• Required action: A verbatim repetition of the data below is requested, without images.
START Given data
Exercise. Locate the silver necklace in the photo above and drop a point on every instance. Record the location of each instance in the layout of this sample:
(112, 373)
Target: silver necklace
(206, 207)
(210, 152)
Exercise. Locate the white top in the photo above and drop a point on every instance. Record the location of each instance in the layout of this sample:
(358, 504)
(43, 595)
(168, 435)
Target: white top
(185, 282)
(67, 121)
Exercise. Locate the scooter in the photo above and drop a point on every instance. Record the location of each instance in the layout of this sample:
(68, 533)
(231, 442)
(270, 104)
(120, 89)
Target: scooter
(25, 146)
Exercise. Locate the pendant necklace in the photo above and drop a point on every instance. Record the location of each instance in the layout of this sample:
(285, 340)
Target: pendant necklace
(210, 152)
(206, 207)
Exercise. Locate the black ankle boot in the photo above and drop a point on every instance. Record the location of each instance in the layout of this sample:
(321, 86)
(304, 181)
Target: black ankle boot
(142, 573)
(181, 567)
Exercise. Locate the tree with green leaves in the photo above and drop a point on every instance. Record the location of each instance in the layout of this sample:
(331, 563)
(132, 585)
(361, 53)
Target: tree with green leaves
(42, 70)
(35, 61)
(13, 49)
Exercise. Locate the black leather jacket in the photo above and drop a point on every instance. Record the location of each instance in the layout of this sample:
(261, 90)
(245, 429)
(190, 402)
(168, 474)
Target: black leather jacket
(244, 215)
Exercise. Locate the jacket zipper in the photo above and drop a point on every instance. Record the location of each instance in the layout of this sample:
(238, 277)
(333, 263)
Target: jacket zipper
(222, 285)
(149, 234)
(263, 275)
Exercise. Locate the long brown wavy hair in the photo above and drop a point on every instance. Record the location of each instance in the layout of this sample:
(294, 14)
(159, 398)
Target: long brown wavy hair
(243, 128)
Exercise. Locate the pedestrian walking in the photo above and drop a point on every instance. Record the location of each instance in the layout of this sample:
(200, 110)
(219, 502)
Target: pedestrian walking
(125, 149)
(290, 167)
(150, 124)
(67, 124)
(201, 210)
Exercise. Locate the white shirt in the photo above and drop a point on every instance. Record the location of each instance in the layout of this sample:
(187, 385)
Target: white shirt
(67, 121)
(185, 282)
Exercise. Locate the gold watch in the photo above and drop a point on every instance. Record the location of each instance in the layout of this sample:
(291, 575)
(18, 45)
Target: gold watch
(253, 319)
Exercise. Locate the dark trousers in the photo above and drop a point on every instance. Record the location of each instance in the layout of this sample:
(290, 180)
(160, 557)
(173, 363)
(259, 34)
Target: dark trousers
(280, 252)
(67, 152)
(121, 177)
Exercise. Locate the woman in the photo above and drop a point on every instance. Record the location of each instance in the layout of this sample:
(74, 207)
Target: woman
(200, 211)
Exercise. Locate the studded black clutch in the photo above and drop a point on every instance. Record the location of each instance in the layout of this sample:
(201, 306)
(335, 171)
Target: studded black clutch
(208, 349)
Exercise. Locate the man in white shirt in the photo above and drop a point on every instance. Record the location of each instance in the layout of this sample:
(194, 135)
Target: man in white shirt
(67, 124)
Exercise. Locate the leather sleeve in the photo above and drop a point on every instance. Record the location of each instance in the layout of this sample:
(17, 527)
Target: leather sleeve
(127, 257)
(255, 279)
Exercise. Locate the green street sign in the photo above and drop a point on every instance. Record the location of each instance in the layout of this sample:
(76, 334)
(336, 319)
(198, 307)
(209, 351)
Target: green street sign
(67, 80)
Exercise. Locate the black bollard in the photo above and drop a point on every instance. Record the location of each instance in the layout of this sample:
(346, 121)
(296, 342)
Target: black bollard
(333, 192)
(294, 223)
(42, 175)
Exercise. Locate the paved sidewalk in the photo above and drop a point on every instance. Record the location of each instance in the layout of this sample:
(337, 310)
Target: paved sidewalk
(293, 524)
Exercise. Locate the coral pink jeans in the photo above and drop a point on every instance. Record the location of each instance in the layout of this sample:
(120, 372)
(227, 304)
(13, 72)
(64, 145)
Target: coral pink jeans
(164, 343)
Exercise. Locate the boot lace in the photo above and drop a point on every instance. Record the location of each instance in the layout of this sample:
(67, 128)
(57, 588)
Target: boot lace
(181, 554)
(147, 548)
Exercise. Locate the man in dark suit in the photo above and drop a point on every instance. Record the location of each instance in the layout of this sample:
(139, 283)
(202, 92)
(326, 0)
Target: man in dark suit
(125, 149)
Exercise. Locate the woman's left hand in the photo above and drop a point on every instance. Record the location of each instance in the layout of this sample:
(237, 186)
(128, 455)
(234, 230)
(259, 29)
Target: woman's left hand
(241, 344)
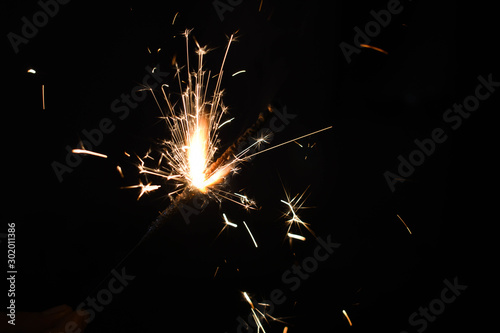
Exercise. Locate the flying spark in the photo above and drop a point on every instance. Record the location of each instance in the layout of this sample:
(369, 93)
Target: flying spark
(347, 317)
(88, 152)
(188, 158)
(234, 225)
(404, 223)
(374, 48)
(294, 205)
(299, 237)
(253, 239)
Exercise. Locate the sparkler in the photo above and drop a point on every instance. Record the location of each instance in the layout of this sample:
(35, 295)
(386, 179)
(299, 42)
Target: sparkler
(187, 159)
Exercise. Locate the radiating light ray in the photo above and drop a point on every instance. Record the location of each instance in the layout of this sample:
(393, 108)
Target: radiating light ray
(254, 313)
(253, 239)
(144, 188)
(190, 157)
(299, 237)
(404, 223)
(88, 152)
(374, 48)
(239, 72)
(120, 171)
(287, 142)
(224, 123)
(294, 205)
(347, 317)
(43, 97)
(175, 16)
(234, 225)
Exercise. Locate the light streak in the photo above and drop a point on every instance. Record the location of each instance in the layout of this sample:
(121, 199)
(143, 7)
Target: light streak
(253, 239)
(224, 123)
(120, 171)
(289, 141)
(234, 225)
(144, 188)
(374, 48)
(175, 16)
(348, 319)
(43, 97)
(299, 237)
(88, 152)
(404, 223)
(294, 205)
(239, 72)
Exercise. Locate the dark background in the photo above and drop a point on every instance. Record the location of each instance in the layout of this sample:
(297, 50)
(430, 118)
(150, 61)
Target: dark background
(70, 234)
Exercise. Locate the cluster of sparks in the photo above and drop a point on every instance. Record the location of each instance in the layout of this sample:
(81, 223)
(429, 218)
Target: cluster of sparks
(194, 122)
(188, 158)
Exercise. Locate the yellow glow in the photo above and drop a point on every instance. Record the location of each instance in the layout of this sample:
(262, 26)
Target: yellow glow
(197, 155)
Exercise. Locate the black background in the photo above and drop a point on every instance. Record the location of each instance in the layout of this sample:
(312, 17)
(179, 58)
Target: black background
(70, 234)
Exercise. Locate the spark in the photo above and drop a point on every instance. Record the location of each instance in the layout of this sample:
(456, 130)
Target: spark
(193, 123)
(88, 152)
(254, 313)
(294, 205)
(190, 157)
(239, 72)
(43, 97)
(120, 171)
(349, 320)
(216, 270)
(255, 243)
(175, 16)
(144, 188)
(234, 225)
(299, 237)
(404, 223)
(374, 48)
(289, 141)
(247, 298)
(224, 123)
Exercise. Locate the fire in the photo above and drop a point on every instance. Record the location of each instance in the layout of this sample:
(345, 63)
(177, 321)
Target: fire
(197, 155)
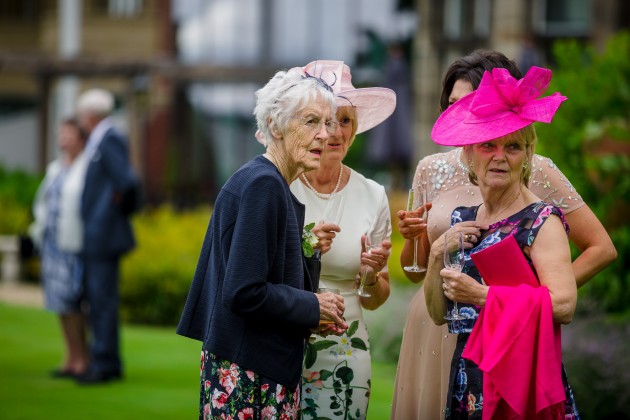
END Given data
• Output of the exercise:
Exercise. Locate the silver necklace in the photo above and drop a point on every instance. Record the location of each instance in the layout of this sample:
(112, 373)
Target: silver necklace
(206, 207)
(210, 152)
Exercise. Locate the white top in the photo above and drop a point on every instance. Record the location of each instance in the layout of this sample:
(358, 504)
(43, 595)
(168, 435)
Target: white top
(185, 282)
(67, 121)
Exercise. Locate the scooter in the photo above and drop a point on every instance. Record the location of each instance in the layout of this sample:
(68, 533)
(231, 442)
(270, 104)
(120, 89)
Target: scooter
(25, 146)
Exercise. Locate the pendant necklace in the photo above and drop a point on every instance. Record the location of each instance in the layout of this sample:
(285, 340)
Target: pendant necklace
(210, 152)
(206, 207)
Exercise. Locate the black ankle boot in the photo above and drop a point on every instance. Record the location of each instance in the layout of this sample:
(321, 86)
(304, 181)
Target: black ankle boot
(142, 573)
(181, 567)
Exercise. Locate the tree with green leaves in the photo above and drop a point on every instance. Record the location of each instance in the layout of this sample:
(331, 563)
(132, 585)
(361, 53)
Target: tree with green leaves
(42, 70)
(35, 61)
(13, 49)
Exercise. Locate the black leather jacket in the photo above and drop a point on every instance. Record the location of each instance in the layout of this sample:
(261, 90)
(245, 429)
(190, 402)
(168, 474)
Target: black leather jacket
(244, 215)
Exercise. Locate the jacket zipper in the photo above and drop a point on every instance. Record the location of each instance in the layout of this sample:
(238, 277)
(333, 263)
Target: jacket zipper
(222, 285)
(149, 234)
(263, 275)
Exercise. Locate the long brown wavy hair in the photo above and drop a point on every instance. Record the location of each instance in the layout of this sample:
(294, 14)
(159, 398)
Target: long brown wavy hair
(243, 128)
Exercise. Locate the pedestrian walking in the photo above and drop a point on every instance. Record the location of each instance in the layout of this sample:
(200, 110)
(219, 502)
Target: pedestrian walking
(125, 149)
(290, 167)
(150, 124)
(67, 124)
(201, 210)
Exercise. Locate the white shirt in the photo above and drop a point on every instance. Record the location of each instance in the layout of this sample:
(187, 385)
Target: white shirt
(67, 121)
(185, 282)
Exercise. Locate the gold watch in the photo above and drop a point on every instance. Record the location of each instance in the layout of this sample:
(291, 575)
(18, 45)
Target: gold watch
(253, 319)
Exercise. Locate the dark trousers in the photo above and drop a point on every instance. Record the location of each instance in the layout of this sample:
(290, 180)
(160, 557)
(173, 363)
(259, 34)
Target: dark trousers
(280, 252)
(67, 152)
(121, 177)
Exercise. Locate the woman in the photo above and drop a point on every instance. Record the location of each instance in the layout of this sample:
(74, 207)
Target: woman
(200, 211)
Exercise. Locate the studded black clutch in the photo above and drop a point on every instance. Record the location of each instance in the layout of this sample:
(201, 306)
(335, 171)
Target: studded black clutch
(208, 349)
Exercise. Locate the man in white shirt in the photo above and drop a point on every instance. Record the location of each instance in the layout of this sample:
(194, 135)
Target: man in white shirt
(67, 124)
Exercise. Locate the leather sleeve in the photo above and drop a point on every instance. Record the location of each instance in the layout of this sample:
(17, 527)
Target: leather sleeve
(127, 257)
(255, 279)
Exercise. Locate the green street sign in the photo above and drop a point on every instance. Record the location of each instance in the layout of this sample:
(76, 334)
(336, 319)
(198, 307)
(209, 351)
Target: green street sign
(67, 80)
Exercise. Locate the black bollard in the photo above and drop a point on every instance. Record the location of each instance in the layout of this sample:
(346, 121)
(296, 342)
Target: black bollard
(333, 192)
(294, 223)
(42, 175)
Exercise. Locate the paved sidewalk in the photo above and drop a point on every instance. Record the location of each instance in the layout of this sample:
(337, 310)
Target: paved sidewalk
(293, 524)
Exercise. Locate the coral pink jeans in the photo above and drop a point on every instance. Record the location of each instance in the layout of this sample:
(120, 372)
(227, 304)
(13, 72)
(64, 145)
Target: coral pink jeans
(164, 343)
Exercise. Locate the boot lace in the photo above and drop a point on every instance. Record the location of each instance in the layout of this sample:
(67, 128)
(57, 588)
Target: boot lace
(181, 554)
(147, 548)
Exercise. Locate the man in dark suit in the photo above and drop a point on every instance. Record the location of each instance in the layout of this sample:
(139, 283)
(202, 92)
(326, 0)
Target: man in dark suit
(125, 149)
Exercise. Locate the woman's left hand in the photo above and drop a point on every instance. Record the location of each instance in the layout of this sample:
(237, 186)
(128, 455)
(234, 230)
(259, 29)
Target: woman's left hand
(241, 344)
Exercise. Locate the flying spark in the photo above and drop a point on every instance. Record the location of each instance in the layout of this sample:
(369, 93)
Target: flying spark
(347, 317)
(88, 152)
(188, 158)
(234, 225)
(404, 223)
(374, 48)
(294, 205)
(299, 237)
(253, 239)
Exercise. Locate the sparkler in the photo above and drop a point on every instance. Record the location of each instance in the layout of this sample:
(35, 295)
(386, 179)
(299, 42)
Target: sparkler
(187, 159)
Exercise. Locate the radiating light ray in the photo above and drop a point on every instance. Record the location of each instance in the layout of this sample:
(393, 108)
Target: radiating light ray
(254, 313)
(253, 239)
(144, 188)
(190, 157)
(299, 237)
(404, 223)
(88, 152)
(374, 48)
(239, 72)
(120, 171)
(287, 142)
(224, 123)
(294, 205)
(347, 317)
(43, 97)
(175, 16)
(234, 225)
Exercise. Locate the light streak in the photo above and drop a point on every instance. Record the location of each instance in the layout of this sample:
(121, 199)
(143, 7)
Target: light streak
(253, 239)
(224, 123)
(120, 171)
(289, 141)
(234, 225)
(144, 188)
(374, 48)
(175, 16)
(348, 319)
(43, 97)
(299, 237)
(88, 152)
(404, 223)
(294, 205)
(239, 72)
Exercise. Locate the dark background in the photo above and drop a point on every instance. Record the location of each instance in the layout of this sample:
(297, 50)
(430, 118)
(150, 61)
Target: dark background
(70, 234)
Exercise. Locate the cluster of sparks in the photo above and drop a point on every instance. Record the location of each instance in the layout of this sample:
(81, 223)
(429, 218)
Target: cluster of sparks
(194, 122)
(188, 158)
Exercise. Locate the yellow glow in the photo above and drop a point on every instance. Record the location of each instance in the layout of this sample:
(262, 26)
Target: yellow glow
(197, 155)
Exercise. Locate the black background in the photo above and drop a point on every instance. Record the location of each instance in the layout of this sample:
(312, 17)
(179, 58)
Target: black background
(70, 234)
Exercise. Locate the spark in the photo above and drop a point on every instance. Record the location of each instance in the layout of this sample:
(456, 130)
Target: spark
(193, 123)
(88, 152)
(254, 313)
(294, 205)
(190, 157)
(239, 72)
(43, 97)
(120, 171)
(349, 320)
(216, 270)
(255, 243)
(175, 16)
(144, 188)
(234, 225)
(299, 237)
(404, 223)
(374, 48)
(289, 141)
(247, 298)
(224, 123)
Exercise. Locate the fire in the photo above and drop a point on every instance. Record the location of each instance in the layout of this sample:
(345, 63)
(177, 321)
Target: fire
(197, 155)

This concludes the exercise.